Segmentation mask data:

[Start of section]

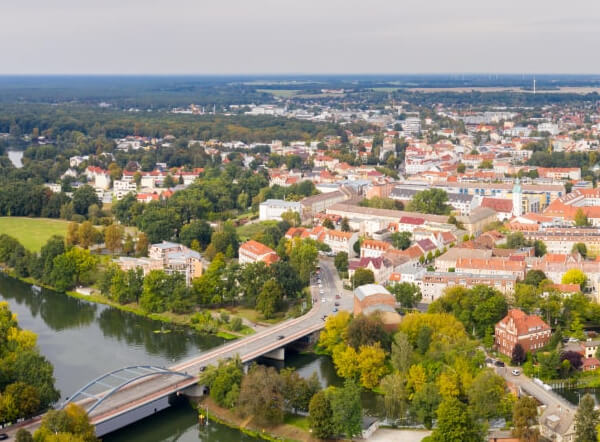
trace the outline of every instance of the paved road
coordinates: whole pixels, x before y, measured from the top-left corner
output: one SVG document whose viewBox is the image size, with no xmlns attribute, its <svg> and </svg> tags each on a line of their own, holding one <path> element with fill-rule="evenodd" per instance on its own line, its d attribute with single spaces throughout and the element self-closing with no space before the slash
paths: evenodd
<svg viewBox="0 0 600 442">
<path fill-rule="evenodd" d="M 536 384 L 532 378 L 525 376 L 522 369 L 519 367 L 494 367 L 496 373 L 521 389 L 521 392 L 529 396 L 533 396 L 544 405 L 553 406 L 560 405 L 563 408 L 570 410 L 576 410 L 577 407 L 570 403 L 568 400 L 553 392 L 552 390 L 546 390 L 539 384 Z M 515 376 L 512 374 L 512 370 L 517 369 L 521 372 L 520 375 Z"/>
<path fill-rule="evenodd" d="M 179 376 L 156 376 L 132 383 L 94 409 L 90 414 L 91 421 L 93 423 L 102 422 L 153 399 L 186 386 L 191 386 L 196 383 L 196 378 L 202 367 L 216 364 L 221 359 L 239 355 L 242 362 L 251 361 L 269 351 L 292 343 L 313 331 L 320 330 L 325 323 L 324 316 L 334 314 L 335 303 L 340 304 L 337 308 L 351 311 L 353 305 L 352 293 L 343 289 L 342 282 L 333 265 L 333 260 L 323 258 L 320 260 L 320 264 L 321 287 L 319 287 L 317 279 L 314 278 L 311 292 L 316 302 L 313 303 L 313 307 L 308 313 L 170 367 L 173 371 L 192 375 L 194 377 L 192 379 L 184 380 Z M 340 299 L 336 299 L 338 294 L 341 295 Z M 31 422 L 30 425 L 27 425 L 30 429 L 34 429 L 35 426 L 37 426 L 37 422 Z"/>
</svg>

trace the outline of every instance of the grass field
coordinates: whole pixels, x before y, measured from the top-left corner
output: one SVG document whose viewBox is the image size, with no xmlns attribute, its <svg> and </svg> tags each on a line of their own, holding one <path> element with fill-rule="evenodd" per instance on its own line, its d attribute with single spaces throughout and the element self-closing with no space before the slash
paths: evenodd
<svg viewBox="0 0 600 442">
<path fill-rule="evenodd" d="M 263 92 L 281 98 L 290 98 L 298 93 L 295 89 L 256 89 L 256 92 Z"/>
<path fill-rule="evenodd" d="M 12 236 L 28 250 L 38 251 L 52 235 L 65 236 L 68 224 L 60 219 L 0 217 L 0 234 Z"/>
<path fill-rule="evenodd" d="M 261 221 L 258 223 L 244 224 L 237 228 L 237 234 L 242 241 L 247 241 L 257 233 L 263 232 L 267 227 L 276 225 L 277 221 Z"/>
</svg>

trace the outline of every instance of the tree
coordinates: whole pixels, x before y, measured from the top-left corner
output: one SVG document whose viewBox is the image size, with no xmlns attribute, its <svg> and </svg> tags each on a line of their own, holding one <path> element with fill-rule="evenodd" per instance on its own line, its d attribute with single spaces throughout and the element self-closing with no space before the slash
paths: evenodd
<svg viewBox="0 0 600 442">
<path fill-rule="evenodd" d="M 349 323 L 350 313 L 347 311 L 328 316 L 319 337 L 319 347 L 328 354 L 333 354 L 336 347 L 345 344 Z"/>
<path fill-rule="evenodd" d="M 321 390 L 311 398 L 308 406 L 310 427 L 320 439 L 329 439 L 336 432 L 330 397 L 331 391 Z"/>
<path fill-rule="evenodd" d="M 545 279 L 547 279 L 546 274 L 541 270 L 530 270 L 527 272 L 527 275 L 525 275 L 523 283 L 538 287 L 540 282 Z"/>
<path fill-rule="evenodd" d="M 535 256 L 539 258 L 546 254 L 546 252 L 548 251 L 548 247 L 546 247 L 546 243 L 544 241 L 536 239 L 533 242 L 533 251 Z"/>
<path fill-rule="evenodd" d="M 20 428 L 15 435 L 15 442 L 33 442 L 33 436 L 29 431 Z"/>
<path fill-rule="evenodd" d="M 410 282 L 396 283 L 388 287 L 390 293 L 396 297 L 396 301 L 404 308 L 413 308 L 421 301 L 423 295 L 416 284 Z"/>
<path fill-rule="evenodd" d="M 392 245 L 400 250 L 406 250 L 410 247 L 412 234 L 410 232 L 394 232 L 392 233 Z"/>
<path fill-rule="evenodd" d="M 569 361 L 569 366 L 574 370 L 579 370 L 583 365 L 583 355 L 573 350 L 563 351 L 560 354 L 560 360 L 561 362 Z"/>
<path fill-rule="evenodd" d="M 87 249 L 96 242 L 98 232 L 90 221 L 85 221 L 79 225 L 78 237 L 81 247 Z"/>
<path fill-rule="evenodd" d="M 565 272 L 561 282 L 563 284 L 577 284 L 581 289 L 585 286 L 587 277 L 579 269 L 569 269 Z"/>
<path fill-rule="evenodd" d="M 448 194 L 442 189 L 428 189 L 417 192 L 408 204 L 408 210 L 433 215 L 447 215 L 450 206 L 447 204 Z"/>
<path fill-rule="evenodd" d="M 352 286 L 360 287 L 365 284 L 373 284 L 375 282 L 375 275 L 369 269 L 358 268 L 352 275 Z"/>
<path fill-rule="evenodd" d="M 413 349 L 408 336 L 403 332 L 397 332 L 392 342 L 392 355 L 390 358 L 392 366 L 400 373 L 406 373 L 410 368 L 412 353 Z"/>
<path fill-rule="evenodd" d="M 171 176 L 170 173 L 167 174 L 167 176 L 165 177 L 165 180 L 163 181 L 163 187 L 165 189 L 170 189 L 171 187 L 175 187 L 175 180 L 173 179 L 173 177 Z"/>
<path fill-rule="evenodd" d="M 64 438 L 52 439 L 53 436 Z M 40 428 L 34 434 L 34 440 L 95 442 L 98 439 L 85 410 L 69 403 L 63 410 L 50 410 L 44 415 Z"/>
<path fill-rule="evenodd" d="M 346 217 L 342 218 L 342 224 L 340 226 L 340 229 L 342 232 L 350 231 L 350 222 L 348 221 L 348 218 L 346 218 Z"/>
<path fill-rule="evenodd" d="M 78 215 L 87 215 L 92 204 L 102 206 L 102 201 L 100 201 L 92 186 L 86 184 L 73 193 L 73 209 Z"/>
<path fill-rule="evenodd" d="M 385 353 L 379 343 L 360 347 L 358 369 L 363 387 L 373 389 L 379 385 L 379 381 L 386 373 Z"/>
<path fill-rule="evenodd" d="M 480 442 L 483 431 L 456 398 L 447 398 L 437 410 L 437 427 L 431 435 L 434 442 Z"/>
<path fill-rule="evenodd" d="M 275 279 L 269 279 L 263 285 L 258 298 L 256 298 L 256 309 L 266 319 L 270 319 L 277 311 L 282 297 L 282 290 L 279 283 Z"/>
<path fill-rule="evenodd" d="M 590 225 L 590 221 L 589 221 L 587 215 L 581 208 L 577 209 L 577 212 L 575 212 L 575 217 L 573 218 L 573 220 L 575 221 L 575 225 L 577 227 L 587 227 Z"/>
<path fill-rule="evenodd" d="M 513 436 L 522 441 L 537 442 L 537 401 L 531 396 L 520 397 L 513 407 Z"/>
<path fill-rule="evenodd" d="M 117 224 L 111 224 L 104 229 L 104 244 L 111 253 L 115 253 L 121 249 L 123 244 L 122 237 L 123 228 Z"/>
<path fill-rule="evenodd" d="M 260 425 L 283 422 L 283 383 L 273 367 L 254 364 L 242 379 L 239 409 Z"/>
<path fill-rule="evenodd" d="M 67 245 L 72 246 L 79 242 L 79 224 L 72 222 L 67 226 Z"/>
<path fill-rule="evenodd" d="M 289 252 L 290 264 L 297 272 L 300 280 L 308 285 L 310 275 L 315 271 L 319 251 L 311 240 L 292 240 Z"/>
<path fill-rule="evenodd" d="M 322 225 L 326 229 L 335 229 L 335 226 L 333 225 L 333 221 L 331 221 L 331 219 L 329 219 L 329 218 L 325 218 L 323 220 L 323 224 Z"/>
<path fill-rule="evenodd" d="M 339 252 L 335 255 L 335 259 L 333 261 L 335 268 L 338 272 L 344 273 L 348 271 L 348 253 L 347 252 Z"/>
<path fill-rule="evenodd" d="M 237 398 L 232 397 L 235 388 L 239 392 L 244 372 L 239 357 L 230 361 L 219 361 L 217 366 L 210 365 L 198 379 L 198 385 L 210 389 L 210 397 L 219 405 L 232 408 Z"/>
<path fill-rule="evenodd" d="M 467 170 L 467 166 L 465 166 L 463 163 L 458 163 L 456 166 L 456 171 L 458 173 L 465 173 L 465 170 Z"/>
<path fill-rule="evenodd" d="M 594 397 L 587 393 L 579 402 L 575 415 L 575 434 L 578 442 L 596 442 L 600 415 L 595 409 Z"/>
<path fill-rule="evenodd" d="M 321 381 L 317 373 L 313 372 L 310 378 L 304 379 L 295 369 L 283 368 L 279 376 L 286 408 L 293 412 L 308 411 L 310 399 L 321 390 Z"/>
<path fill-rule="evenodd" d="M 349 345 L 339 345 L 333 350 L 333 365 L 341 378 L 357 379 L 360 375 L 358 353 Z"/>
<path fill-rule="evenodd" d="M 388 419 L 402 419 L 408 411 L 408 395 L 404 377 L 400 373 L 389 374 L 379 384 L 383 392 L 383 408 Z"/>
<path fill-rule="evenodd" d="M 513 347 L 512 358 L 510 360 L 510 363 L 513 365 L 521 365 L 526 360 L 527 354 L 525 353 L 523 346 L 517 342 Z"/>
<path fill-rule="evenodd" d="M 339 433 L 348 438 L 362 432 L 362 405 L 360 387 L 352 379 L 346 379 L 342 388 L 333 390 L 331 398 L 333 422 Z"/>
<path fill-rule="evenodd" d="M 412 396 L 410 413 L 418 422 L 425 425 L 425 428 L 431 429 L 440 401 L 440 393 L 435 384 L 424 383 Z"/>
<path fill-rule="evenodd" d="M 573 244 L 571 253 L 579 253 L 583 258 L 585 258 L 587 256 L 587 247 L 586 247 L 585 243 L 578 242 L 578 243 Z"/>
<path fill-rule="evenodd" d="M 135 253 L 138 256 L 146 256 L 148 255 L 148 246 L 150 245 L 148 241 L 148 236 L 144 232 L 140 232 L 137 237 L 137 241 L 135 243 Z"/>
<path fill-rule="evenodd" d="M 200 249 L 204 250 L 210 244 L 212 228 L 204 220 L 191 221 L 181 228 L 179 240 L 187 247 L 192 247 L 194 241 L 198 241 Z"/>
<path fill-rule="evenodd" d="M 429 345 L 431 344 L 431 337 L 433 335 L 433 330 L 424 325 L 423 327 L 421 327 L 419 329 L 419 332 L 417 334 L 417 350 L 419 350 L 419 353 L 421 353 L 422 355 L 424 355 L 425 353 L 427 353 L 427 350 L 429 350 Z"/>
<path fill-rule="evenodd" d="M 302 224 L 302 220 L 300 219 L 300 214 L 295 210 L 288 210 L 281 214 L 281 219 L 286 221 L 292 227 L 298 227 Z M 331 221 L 331 220 L 330 220 Z M 335 227 L 328 227 L 329 229 L 334 229 Z"/>
<path fill-rule="evenodd" d="M 480 371 L 467 391 L 469 405 L 476 417 L 491 419 L 505 414 L 504 379 L 491 370 Z"/>
<path fill-rule="evenodd" d="M 360 314 L 352 319 L 346 332 L 346 342 L 356 350 L 364 345 L 376 343 L 380 343 L 383 348 L 389 348 L 389 336 L 377 314 Z"/>
</svg>

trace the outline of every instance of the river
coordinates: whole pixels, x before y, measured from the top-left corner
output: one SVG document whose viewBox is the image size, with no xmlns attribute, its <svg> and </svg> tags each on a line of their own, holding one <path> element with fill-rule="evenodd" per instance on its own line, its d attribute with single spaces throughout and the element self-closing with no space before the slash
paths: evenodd
<svg viewBox="0 0 600 442">
<path fill-rule="evenodd" d="M 22 150 L 9 150 L 7 152 L 8 159 L 13 163 L 17 169 L 23 167 L 23 151 Z"/>
<path fill-rule="evenodd" d="M 63 399 L 111 370 L 131 365 L 169 366 L 224 342 L 212 335 L 200 335 L 185 327 L 163 324 L 52 290 L 36 293 L 29 284 L 2 273 L 0 298 L 10 304 L 22 328 L 38 335 L 38 346 L 54 365 L 56 386 Z M 281 364 L 267 359 L 261 362 Z M 286 349 L 285 365 L 296 368 L 303 377 L 316 372 L 323 386 L 342 384 L 327 356 Z M 375 406 L 375 395 L 364 393 L 365 411 L 372 412 Z M 199 428 L 197 413 L 184 403 L 103 440 L 245 442 L 255 439 L 212 422 L 208 428 Z"/>
</svg>

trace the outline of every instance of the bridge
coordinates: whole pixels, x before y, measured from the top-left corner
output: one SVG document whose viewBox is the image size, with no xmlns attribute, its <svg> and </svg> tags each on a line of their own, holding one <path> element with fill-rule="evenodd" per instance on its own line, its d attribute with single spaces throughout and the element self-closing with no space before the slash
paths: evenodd
<svg viewBox="0 0 600 442">
<path fill-rule="evenodd" d="M 324 327 L 324 316 L 333 313 L 335 302 L 340 304 L 339 309 L 352 310 L 352 293 L 343 289 L 331 260 L 321 260 L 321 282 L 324 294 L 321 296 L 319 287 L 311 285 L 316 302 L 301 317 L 203 352 L 172 367 L 148 365 L 115 370 L 83 386 L 66 403 L 82 406 L 96 427 L 96 435 L 103 436 L 168 408 L 177 396 L 193 395 L 193 390 L 198 389 L 201 370 L 207 365 L 236 356 L 244 364 L 261 356 L 283 360 L 286 345 L 316 334 Z M 338 293 L 342 294 L 341 299 L 336 299 Z M 34 431 L 40 420 L 32 419 L 19 428 Z M 9 435 L 16 429 L 10 429 Z"/>
</svg>

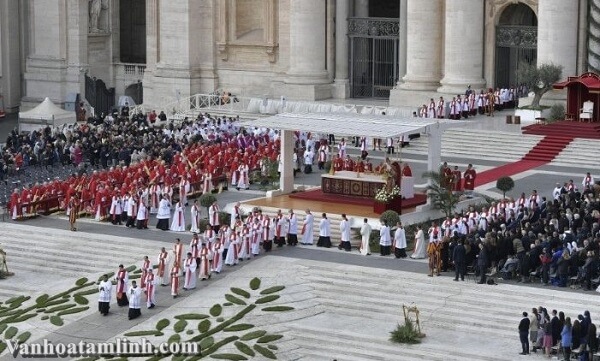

[End of section]

§ TASK STATEMENT:
Give back exactly the lines from the one containing "trace the outline of every instance of the bridge" through the last line above, both included, and none of the pictures.

§ SOLUTION FOR THIS PROBLEM:
trace the outline of every instance of the bridge
coordinates: whole pixels, x before y, measured from the top-left corner
output: one SVG document whose viewBox is the image size, with no xmlns attribute, its <svg> and </svg> tags each on a line of their own, holding one <path> element with fill-rule="evenodd" per instance on its own line, its d attribute with single spaces throughout and the element self-closing with no space before the slash
paths: evenodd
<svg viewBox="0 0 600 442">
<path fill-rule="evenodd" d="M 324 327 L 324 316 L 333 313 L 335 302 L 340 304 L 339 309 L 352 310 L 352 293 L 343 289 L 331 260 L 321 260 L 321 282 L 324 294 L 321 296 L 319 287 L 311 285 L 316 302 L 301 317 L 203 352 L 172 367 L 148 365 L 115 370 L 83 386 L 66 403 L 82 406 L 96 427 L 96 435 L 103 436 L 168 408 L 177 396 L 193 395 L 193 390 L 198 389 L 201 370 L 207 365 L 236 356 L 244 364 L 261 356 L 283 360 L 286 345 L 316 334 Z M 338 293 L 342 294 L 341 299 L 336 299 Z M 34 431 L 40 420 L 32 419 L 19 428 Z M 9 435 L 16 429 L 10 429 Z"/>
</svg>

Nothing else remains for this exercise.